[Begin]
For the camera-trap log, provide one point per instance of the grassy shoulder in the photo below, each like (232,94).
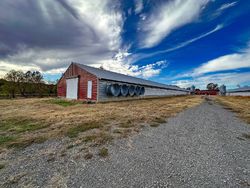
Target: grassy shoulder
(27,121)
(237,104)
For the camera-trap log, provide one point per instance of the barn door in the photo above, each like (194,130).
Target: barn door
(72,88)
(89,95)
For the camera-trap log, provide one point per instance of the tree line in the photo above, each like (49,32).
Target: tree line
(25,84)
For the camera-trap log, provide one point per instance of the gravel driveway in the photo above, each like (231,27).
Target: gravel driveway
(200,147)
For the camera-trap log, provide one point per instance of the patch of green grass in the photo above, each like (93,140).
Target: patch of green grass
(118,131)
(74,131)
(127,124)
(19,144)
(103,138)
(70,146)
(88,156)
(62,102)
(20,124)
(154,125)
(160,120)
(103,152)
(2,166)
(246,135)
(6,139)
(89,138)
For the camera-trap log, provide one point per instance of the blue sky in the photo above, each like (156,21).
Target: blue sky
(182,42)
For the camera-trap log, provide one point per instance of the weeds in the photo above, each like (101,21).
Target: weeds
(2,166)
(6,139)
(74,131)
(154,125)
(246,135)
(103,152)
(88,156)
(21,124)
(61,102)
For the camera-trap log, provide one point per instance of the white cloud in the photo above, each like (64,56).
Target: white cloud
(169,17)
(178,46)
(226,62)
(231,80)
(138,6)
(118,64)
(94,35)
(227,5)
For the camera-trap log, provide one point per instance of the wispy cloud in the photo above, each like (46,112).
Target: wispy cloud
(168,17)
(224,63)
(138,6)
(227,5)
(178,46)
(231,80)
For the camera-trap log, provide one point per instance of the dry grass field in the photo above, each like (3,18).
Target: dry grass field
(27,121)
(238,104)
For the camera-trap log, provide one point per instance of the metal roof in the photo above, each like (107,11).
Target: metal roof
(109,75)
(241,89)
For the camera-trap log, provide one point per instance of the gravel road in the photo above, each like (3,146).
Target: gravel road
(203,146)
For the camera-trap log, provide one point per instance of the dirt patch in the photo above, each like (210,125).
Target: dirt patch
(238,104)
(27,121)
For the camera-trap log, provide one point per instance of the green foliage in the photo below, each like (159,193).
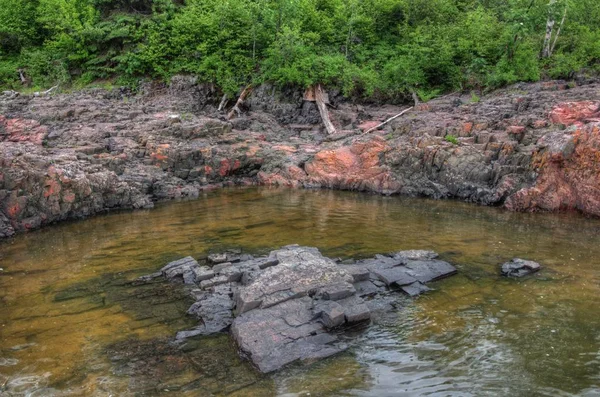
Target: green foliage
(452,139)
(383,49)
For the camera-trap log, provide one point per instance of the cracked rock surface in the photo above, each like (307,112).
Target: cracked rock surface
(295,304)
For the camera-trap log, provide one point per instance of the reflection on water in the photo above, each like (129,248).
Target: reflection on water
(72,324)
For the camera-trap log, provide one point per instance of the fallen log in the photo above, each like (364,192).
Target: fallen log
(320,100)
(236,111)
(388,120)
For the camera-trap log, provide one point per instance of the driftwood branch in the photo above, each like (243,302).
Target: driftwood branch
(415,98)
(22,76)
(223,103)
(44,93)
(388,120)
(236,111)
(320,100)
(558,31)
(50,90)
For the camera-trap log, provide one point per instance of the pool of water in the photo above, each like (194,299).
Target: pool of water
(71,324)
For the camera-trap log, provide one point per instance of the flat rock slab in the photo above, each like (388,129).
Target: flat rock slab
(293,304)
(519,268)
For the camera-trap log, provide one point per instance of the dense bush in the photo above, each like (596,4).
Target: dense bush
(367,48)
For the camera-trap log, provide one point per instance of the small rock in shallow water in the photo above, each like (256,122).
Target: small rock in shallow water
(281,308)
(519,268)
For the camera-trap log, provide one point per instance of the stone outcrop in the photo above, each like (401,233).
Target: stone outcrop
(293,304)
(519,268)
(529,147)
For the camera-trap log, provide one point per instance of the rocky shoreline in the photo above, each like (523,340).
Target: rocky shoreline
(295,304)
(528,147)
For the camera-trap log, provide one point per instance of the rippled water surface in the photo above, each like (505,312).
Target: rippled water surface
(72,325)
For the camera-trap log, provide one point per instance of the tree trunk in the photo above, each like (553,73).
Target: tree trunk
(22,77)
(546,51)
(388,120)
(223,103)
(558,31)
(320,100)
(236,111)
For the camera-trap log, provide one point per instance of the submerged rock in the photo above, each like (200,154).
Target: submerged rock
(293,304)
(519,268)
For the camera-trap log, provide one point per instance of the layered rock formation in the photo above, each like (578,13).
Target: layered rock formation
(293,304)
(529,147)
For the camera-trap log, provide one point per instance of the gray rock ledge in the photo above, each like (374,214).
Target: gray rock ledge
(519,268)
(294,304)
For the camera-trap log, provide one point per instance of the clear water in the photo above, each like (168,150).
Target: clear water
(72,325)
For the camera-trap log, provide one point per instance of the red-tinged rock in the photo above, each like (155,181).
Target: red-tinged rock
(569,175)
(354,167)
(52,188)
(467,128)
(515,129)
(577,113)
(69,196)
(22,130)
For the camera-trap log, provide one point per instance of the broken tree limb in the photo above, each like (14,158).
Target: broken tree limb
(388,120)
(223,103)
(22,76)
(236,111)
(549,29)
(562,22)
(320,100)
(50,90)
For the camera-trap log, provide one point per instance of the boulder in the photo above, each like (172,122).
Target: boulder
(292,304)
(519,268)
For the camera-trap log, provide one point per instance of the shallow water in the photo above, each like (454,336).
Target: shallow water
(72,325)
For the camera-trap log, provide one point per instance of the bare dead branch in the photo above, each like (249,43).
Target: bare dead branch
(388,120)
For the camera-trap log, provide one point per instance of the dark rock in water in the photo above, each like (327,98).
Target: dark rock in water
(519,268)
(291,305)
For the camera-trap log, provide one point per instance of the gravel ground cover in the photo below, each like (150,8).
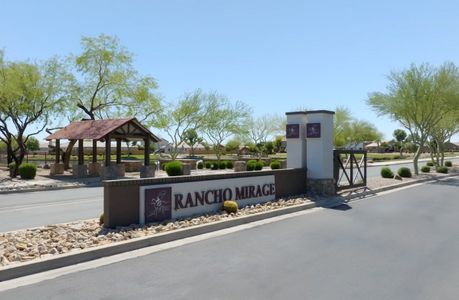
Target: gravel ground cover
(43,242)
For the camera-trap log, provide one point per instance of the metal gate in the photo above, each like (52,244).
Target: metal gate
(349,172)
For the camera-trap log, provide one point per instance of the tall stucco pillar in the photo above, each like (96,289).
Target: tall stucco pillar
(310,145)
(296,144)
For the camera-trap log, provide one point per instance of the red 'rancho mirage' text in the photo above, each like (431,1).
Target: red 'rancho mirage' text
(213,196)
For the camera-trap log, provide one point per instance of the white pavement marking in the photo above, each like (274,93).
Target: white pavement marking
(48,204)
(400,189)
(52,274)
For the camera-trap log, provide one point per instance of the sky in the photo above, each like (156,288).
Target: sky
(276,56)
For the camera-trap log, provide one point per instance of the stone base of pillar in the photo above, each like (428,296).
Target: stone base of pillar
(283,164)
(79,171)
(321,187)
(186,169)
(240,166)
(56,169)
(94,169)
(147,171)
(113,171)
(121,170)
[End]
[Begin]
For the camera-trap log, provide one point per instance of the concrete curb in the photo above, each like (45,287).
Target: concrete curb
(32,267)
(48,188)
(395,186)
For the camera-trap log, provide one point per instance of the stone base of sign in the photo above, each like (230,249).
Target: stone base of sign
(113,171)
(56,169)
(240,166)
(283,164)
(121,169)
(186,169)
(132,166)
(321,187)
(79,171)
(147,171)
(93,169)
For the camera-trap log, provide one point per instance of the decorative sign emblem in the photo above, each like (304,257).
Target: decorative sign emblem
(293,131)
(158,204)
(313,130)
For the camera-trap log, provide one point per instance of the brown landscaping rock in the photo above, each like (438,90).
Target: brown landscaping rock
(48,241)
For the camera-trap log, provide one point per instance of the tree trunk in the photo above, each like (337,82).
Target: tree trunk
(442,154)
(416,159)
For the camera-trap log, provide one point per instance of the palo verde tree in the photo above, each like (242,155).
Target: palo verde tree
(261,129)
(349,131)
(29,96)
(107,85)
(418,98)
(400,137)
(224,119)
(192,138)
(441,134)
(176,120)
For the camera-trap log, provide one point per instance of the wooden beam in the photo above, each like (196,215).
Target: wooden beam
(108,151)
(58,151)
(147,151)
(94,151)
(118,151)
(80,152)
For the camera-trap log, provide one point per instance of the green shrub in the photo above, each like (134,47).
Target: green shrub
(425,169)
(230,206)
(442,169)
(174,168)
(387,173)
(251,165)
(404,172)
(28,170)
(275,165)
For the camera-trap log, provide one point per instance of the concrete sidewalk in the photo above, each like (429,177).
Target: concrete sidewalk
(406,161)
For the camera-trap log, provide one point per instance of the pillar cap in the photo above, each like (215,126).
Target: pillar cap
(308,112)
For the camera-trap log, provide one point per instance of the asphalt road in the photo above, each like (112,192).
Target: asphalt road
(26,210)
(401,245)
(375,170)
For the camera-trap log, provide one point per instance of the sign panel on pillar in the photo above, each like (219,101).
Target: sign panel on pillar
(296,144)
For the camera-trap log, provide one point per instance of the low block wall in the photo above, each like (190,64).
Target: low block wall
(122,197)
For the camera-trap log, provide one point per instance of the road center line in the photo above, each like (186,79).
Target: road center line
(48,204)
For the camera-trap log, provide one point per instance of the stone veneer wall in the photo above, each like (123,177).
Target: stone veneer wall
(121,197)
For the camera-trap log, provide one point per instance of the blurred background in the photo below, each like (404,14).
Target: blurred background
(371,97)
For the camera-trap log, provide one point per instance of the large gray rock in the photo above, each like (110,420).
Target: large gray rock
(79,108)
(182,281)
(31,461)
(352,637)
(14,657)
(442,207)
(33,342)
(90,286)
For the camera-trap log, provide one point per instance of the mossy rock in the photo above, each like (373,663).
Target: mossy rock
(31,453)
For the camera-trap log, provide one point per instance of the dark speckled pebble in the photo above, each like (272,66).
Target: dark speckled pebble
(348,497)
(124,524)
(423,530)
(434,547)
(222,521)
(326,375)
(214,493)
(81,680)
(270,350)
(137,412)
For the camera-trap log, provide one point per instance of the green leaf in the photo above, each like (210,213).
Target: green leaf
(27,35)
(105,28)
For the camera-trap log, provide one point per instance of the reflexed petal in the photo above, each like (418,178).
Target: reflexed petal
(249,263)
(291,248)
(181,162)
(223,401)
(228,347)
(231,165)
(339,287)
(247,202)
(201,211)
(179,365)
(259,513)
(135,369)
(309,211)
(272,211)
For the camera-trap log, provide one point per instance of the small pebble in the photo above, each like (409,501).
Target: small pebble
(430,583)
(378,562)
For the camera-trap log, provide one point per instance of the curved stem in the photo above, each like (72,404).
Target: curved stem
[End]
• **Job**
Starting at the line containing "each like (409,501)." and ending at the line containing "Target: curved stem", could you rewrite those listing lines with "small pebble" changed to "loose pebble" and everything else kept the same?

• **Output of the exercise**
For the camera-trap log, provide one point per instance of the loose pebble in the photo above, each like (409,501).
Target: loose pebble
(430,583)
(378,562)
For the camera-trap log, provide one point per instance of the curved stem in the photo above, each like (72,404).
Target: curved stem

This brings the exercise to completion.